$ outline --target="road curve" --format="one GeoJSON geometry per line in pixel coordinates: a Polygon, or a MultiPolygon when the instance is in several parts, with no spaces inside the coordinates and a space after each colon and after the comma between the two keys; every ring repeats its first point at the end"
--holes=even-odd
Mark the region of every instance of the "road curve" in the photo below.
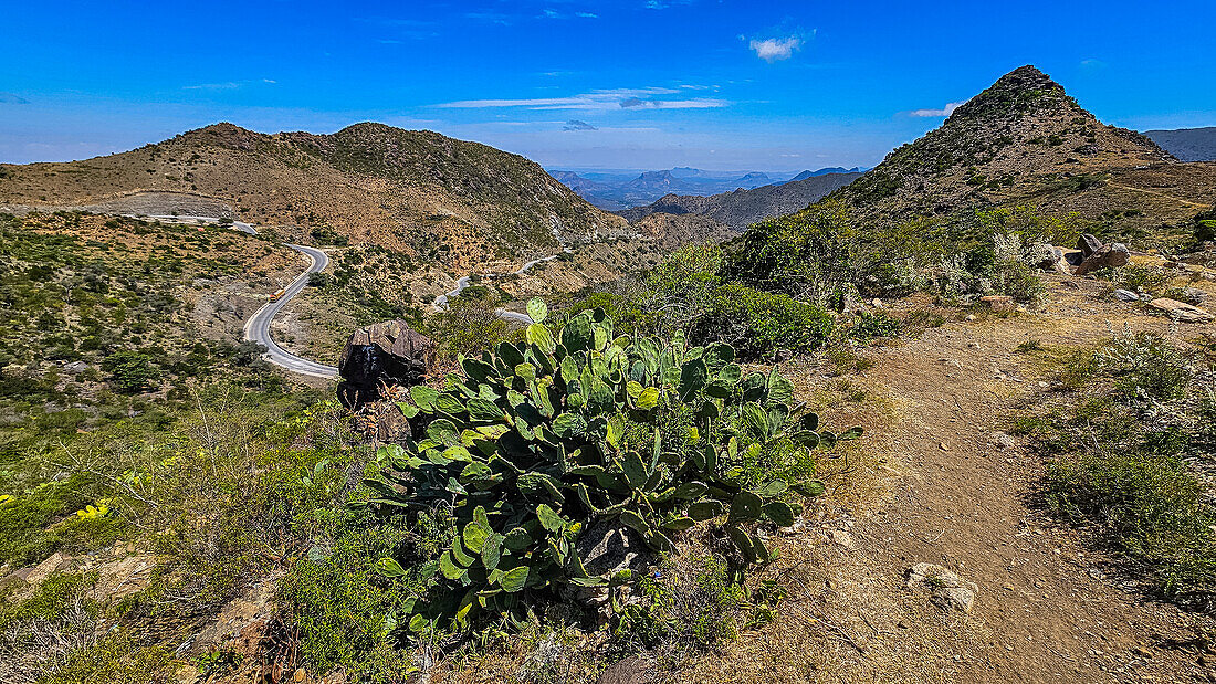
{"type": "Polygon", "coordinates": [[[327,380],[336,379],[338,377],[338,369],[333,366],[326,366],[323,363],[309,361],[302,356],[295,356],[294,354],[291,354],[278,346],[278,344],[276,344],[270,337],[270,323],[275,320],[275,315],[277,315],[293,296],[304,289],[308,284],[309,273],[321,272],[330,265],[330,258],[326,256],[320,249],[303,247],[299,244],[288,244],[287,247],[304,254],[313,261],[313,264],[306,271],[300,273],[298,278],[292,281],[292,284],[283,288],[283,295],[278,298],[278,301],[268,301],[261,306],[261,309],[249,317],[249,320],[244,323],[244,339],[265,345],[265,358],[275,366],[281,366],[293,373],[299,373],[300,375],[311,375],[314,378],[325,378],[327,380]]]}
{"type": "MultiPolygon", "coordinates": [[[[563,245],[562,247],[562,251],[569,254],[570,248],[563,245]]],[[[561,256],[561,254],[551,254],[548,256],[541,256],[540,259],[533,259],[531,261],[524,264],[518,270],[512,271],[508,275],[519,276],[522,273],[528,272],[528,270],[531,268],[533,266],[535,266],[537,264],[544,264],[545,261],[552,261],[552,260],[557,259],[558,256],[561,256]]],[[[499,277],[499,275],[496,275],[496,273],[486,273],[485,277],[488,277],[488,278],[496,278],[496,277],[499,277]]],[[[462,278],[458,278],[456,281],[456,289],[437,296],[434,304],[432,304],[432,307],[437,312],[439,312],[439,311],[446,311],[447,310],[447,303],[451,301],[451,299],[454,296],[458,296],[460,293],[471,284],[469,283],[471,278],[472,278],[472,276],[465,276],[462,278]]],[[[506,309],[495,309],[494,312],[499,316],[499,318],[502,318],[503,321],[513,321],[516,323],[523,323],[525,326],[528,323],[531,323],[531,317],[528,316],[527,313],[519,313],[518,311],[508,311],[506,309]]]]}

* EXERCISE PROMPT
Render all of the material above as a two-column CSV with the header row "prompt" and "outline", one row for each request. Put the request text in one quoted field and its answer in the other, turn line breaks into spaces, and leave out the pictures.

* RESULT OF THIS TASK
prompt,outline
"$ outline --target=""road curve"" --format=""one GeoJSON geometry per line in pixel coordinates: a Polygon, or a MultiPolygon when the instance is in several parts, with no spaces inside the coordinates and a space after each colon and after the comma between the two keys; every ring repeats its first point at the end"" --holes=even-odd Mark the region of every instance of the ""road curve"" in the photo below.","{""type"": ""Polygon"", ""coordinates"": [[[327,380],[336,379],[338,377],[338,369],[333,366],[326,366],[323,363],[309,361],[302,356],[295,356],[294,354],[291,354],[278,346],[278,344],[276,344],[270,337],[270,323],[275,320],[275,315],[277,315],[293,296],[304,289],[308,284],[309,273],[321,272],[330,265],[330,258],[326,256],[320,249],[303,247],[299,244],[288,244],[287,247],[304,254],[313,261],[313,264],[306,271],[300,273],[298,278],[292,281],[292,284],[283,288],[283,295],[278,298],[278,301],[268,301],[261,306],[261,309],[249,317],[249,320],[244,323],[244,339],[265,345],[265,358],[275,366],[281,366],[293,373],[299,373],[300,375],[311,375],[314,378],[325,378],[327,380]]]} {""type"": ""MultiPolygon"", ""coordinates"": [[[[563,245],[562,247],[562,251],[569,254],[570,248],[563,245]]],[[[561,256],[561,254],[551,254],[548,256],[541,256],[540,259],[533,259],[531,261],[524,264],[518,270],[512,271],[508,275],[519,276],[522,273],[528,272],[528,270],[531,268],[533,266],[535,266],[537,264],[544,264],[545,261],[552,261],[552,260],[557,259],[558,256],[561,256]]],[[[499,277],[499,275],[496,275],[496,273],[486,273],[485,277],[488,277],[488,278],[496,278],[496,277],[499,277]]],[[[462,278],[458,278],[456,281],[456,289],[437,296],[434,304],[432,304],[432,307],[437,312],[439,312],[439,311],[446,311],[447,310],[447,303],[451,301],[451,299],[454,296],[458,296],[460,293],[471,284],[469,283],[471,278],[472,278],[472,276],[465,276],[462,278]]],[[[506,309],[495,309],[494,312],[499,316],[499,318],[502,318],[503,321],[513,321],[516,323],[523,323],[525,326],[528,323],[531,323],[531,317],[528,316],[527,313],[519,313],[518,311],[508,311],[506,309]]]]}"